探讨yarn的系统架构以及以及整体常用的命令和系统分析,本文主要探讨高可用版本的yarn集群,并基于日常工作中的沉淀进行思考和整理。
严格来说,yarn并不是一个大数据平台或者组件,只是一个调度框架或者平台,yarn本身只提供调度和运行任务的能力,本身并不存储数据。只是跟hdfs平台很相近,因此归档为大数据平台。能够跟yarn平台对标的调度平台很多,如k8s、海豚系统等
yarn平台的组件比较简单,由于没有提供数据存储能力,只是提供调度平台能力,因此相对于hdfs,yarn在架构上,以及组件能力上,没有那么复杂,在架构上通过RM HA的方式进行高可用容错能力。
RM HA工作原理是在不同节点上启动多个RM进程,通过Leader选举决定有且只有1个Active RM,并由Active RM记录应用的基本信息与状态,写入Zookeeper存储中。如果Active RM进程或其所在节点存在问题,Standby RM能够基于Zookeeper的分布式锁机制选举出1个Active RM,新的Active RM将从Zookeeper存储中恢复出全部应用的信息与状态,继续提供资源管理与调度服务,从而避免单点故障。

========

> [待办任务]:
**1)** 根据阅读文本回答:
(a) 文中列举了哪些可与yarn平台对标的调度平台?
(b) yarn在架构上通过什么方式实现高可用容错能力?
(c) Active RM将应用的基本信息与状态写入何处?
**2)** 将阅读文本从“探讨yarn的系统架构以及以”到“A的方式进行高可用容错能力。”的部分原样抄录下来。
所附数据与此处内容无关。

> [所给数据]:
========

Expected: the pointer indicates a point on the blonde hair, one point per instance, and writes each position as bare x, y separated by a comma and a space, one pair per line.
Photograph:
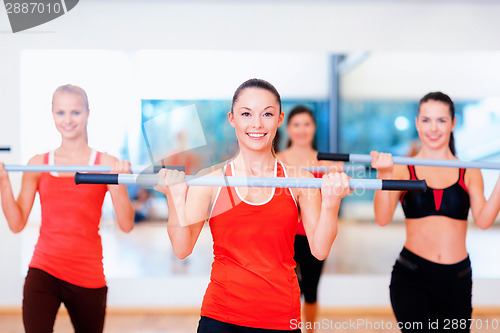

========

> [各题答案]:
**1)**
(a) k8s、海豚系统等。
(b) RM HA的方式。
(c) Zookeeper存储中。

**2)**
探讨yarn的系统架构以及以及整体常用的命令和系统分析,本文主要探讨高可用版本的yarn集群,并基于日常工作中的沉淀进行思考和整理。
严格来说,yarn并不是一个大数据平台或者组件,只是一个调度框架或者平台,yarn本身只提供调度和运行任务的能力,本身并不存储数据。只是跟hdfs平台很相近,因此归档为大数据平台。能够跟yarn平台对标的调度平台很多,如k8s、海豚系统等
yarn平台的组件比较简单,由于没有提供数据存储能力,只是提供调度平台能力,因此相对于hdfs,yarn在架构上,以及组件能力上,没有那么复杂,在架构上通过RM HA的方式进行高可用容错能力。